**PROVIDED TEXT**
________________

Procedia
Engineering 26 (2011) Page No: 1726 – 1730
Feasibility
Analysis on Using Shaft in the Region with Large
Deformation
HUANG
Pinglua, CHEN Congxina, XIAO Guofenga
NATIONAL INSTITUTE OF INDUSTRIAL ENGINEERING
PGDIE-42
Submitted by
Jitendra Nayak
PGDIE-42
Roll No-118
Abstract
Based on results
of deformation monitoring and numerical simulation, feasibility of using shaft
in the region with large deformation is discussed. The results obtained show
that: although the original is big, and the deformation of rock around the
shaft will continue to increase. The tilting of shaft will seriously affect the
cage's running up and down. However, the total deformation is still in a
certain range, general damage of rock mass around the shaft won’t occur in the
near future. By taking some measures to stop rock deformation speeding up, to
reinforce the structures and the foundation of shaft, derrick and hoist room,
to promote safety management, coupled with comprehensive, systematic and
continuous site monitoring and prediction, the East Main Shaft can continue to
be used. The post-useof shaft validates the correctness of the findings. To
accurately explore the feasibility of using shaft, some basic work as
comprehensive grasp of engineering geology conditions, in-depth insight into
the rock deformation characteristics and mechanism, and accurate prediction of
rock deformation are really required. The research method and results obtained
may be of referential value to similar projects.
With the depth of
underground mining of mineral resources increased, the regulations of surface deformation
and rock movement caused by underground mining are becoming more and more
complex. In many large-scale mines, especially in the large metal mines, the
scope of surface deformation caused by underground mining far exceeds the
initial forecast, which not only results in the deformation or collapse of the
houses, factories, and other structures, but also makes the structures in the
rock mass like shafts move into deformation zone or collapse zone earlier than
expected. With the large deformation of rock layers, the shaft deforms
severely, which affects its normal use. Such as in Xiaoguanzhuang iron ore,
the main shaft
which is 600 m away from the exploitation border deforms dramatically. In the
eastern area of Chengchao iron mine, the surface and the structures around the
East Shaft cracks and produce a larger deformation with the mining depth is
less than 400m.

________________

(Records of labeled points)
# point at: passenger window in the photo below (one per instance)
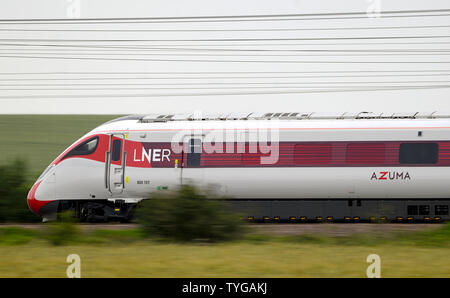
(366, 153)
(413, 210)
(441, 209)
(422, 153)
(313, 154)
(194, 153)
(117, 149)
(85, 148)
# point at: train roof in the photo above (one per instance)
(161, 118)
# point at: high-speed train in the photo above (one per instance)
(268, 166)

________________

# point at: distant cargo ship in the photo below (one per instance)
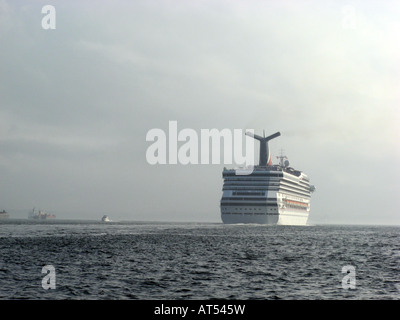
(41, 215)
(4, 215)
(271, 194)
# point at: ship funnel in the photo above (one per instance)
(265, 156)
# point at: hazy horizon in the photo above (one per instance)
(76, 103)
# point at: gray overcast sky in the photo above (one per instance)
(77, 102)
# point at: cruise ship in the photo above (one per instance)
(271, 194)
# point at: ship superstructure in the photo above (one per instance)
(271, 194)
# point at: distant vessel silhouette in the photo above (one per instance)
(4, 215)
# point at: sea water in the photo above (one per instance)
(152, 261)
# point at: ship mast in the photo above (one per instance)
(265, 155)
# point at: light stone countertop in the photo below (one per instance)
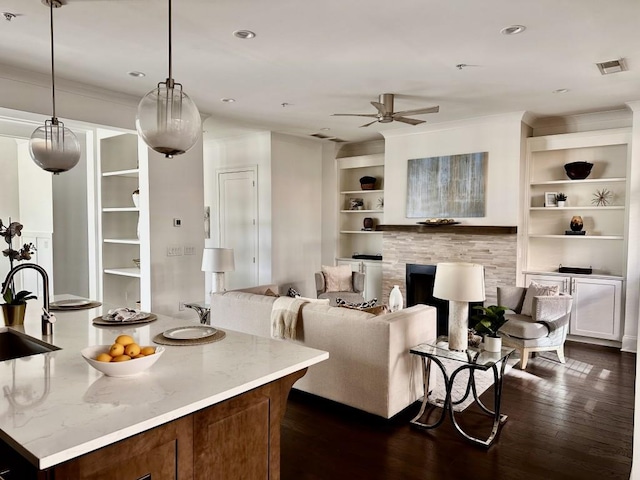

________________

**OBJECTIVES**
• a. List the basic work that the shaft deformation text says is required to accurately explore the feasibility of using a shaft.
• b. In the shaft deformation text, how far is the main shaft in Xiaoguanzhuang iron ore from the exploitation border?
• c. Continue the text on using a shaft in a region with large deformation, picking up after its final sentence.

**PER-TASK OUTPUTS**
• a.
- Comprehensive grasp of engineering geology conditions
- In-depth insight into the rock deformation characteristics and mechanism
- Accurate prediction of rock deformation

• b. 600 m.

• c.
On the causes
and safety countermeasures of shaft deformation due to underground mining, some
research have been carried out and many valuable results have been obtained.
However, there are only few researches about the feasibility of using shaft in
the region with large deformation, and the systematic theory that can be
referred to have not been established. In this paper, based on deformation
monitoring and theoretical analysis, exploratory research on the issue is
carried out.
1. Project
Profile
1.1. Engineering geology and underground mining
Chengchao iron mine is a very
famous in China with an annual output of more than 3 million tons. The mine
surface belongs to hilly topography. The footwall rock of ore body is granite,
the hanging wall rocks are diorite and angular rocks from near to distant, and
rock above the ore body is marble. The rock layers strike almost EW, dips south
by west.
The geological
structures within the mining area are very complex, which is mainly manifested
by the well-developed faults. There are two main faults which are parallel to
the ore body. One is in the north of the ore body, and the other is in the
south of the ore body. There are also several faults that are perpendicular to
the direction of ore body. The maximum principal stress in the area is 1.4
times of the gravity, with the direction of nearly east-west. The second
principal stress is 1.1 times of the gravity, with the direction of nearly
south-north.
There are three
main ore bodies distributed in the mine area. The ores were mined from the
beginning of -16 m level since 1970, and the exploitation level is deep into
-360m in 2007. The sub-caving is used as the main mining method in the mine.
1.2. East Shaft
East Shaft of
Chengchao iron ore is located in the footwall of the ore body. It is about 300
m far from the ore body. As one of the main shaft in the mine, it was used to
hoist the ores and ventilate. The shaft was put into operation in 1966 and it
has made a great contribution to the mine production.
East Shaft began
to crack in April 1996. And from then the scope of surface cracking continually
expand northward. The cracks of shaft and hoist house foundation had been
becoming increasingly serious and the size of cage was force to reduce. The
lift system centre of the derrick had also been adjusted. Shaft had been running
in sick. According to the measurement, the wellhead has moved about 40cm in
horizontal direction till the end of 2006. The derrick tilted apparently and
the well cracking became more and more serious. However, the well had to be
used to promote waste rock from 2007 to 2009 according to mine production
planning. It is necessary to grasp the regulations and trends of shaft
deformation
before the decisions whether the well can be used continually or not were made.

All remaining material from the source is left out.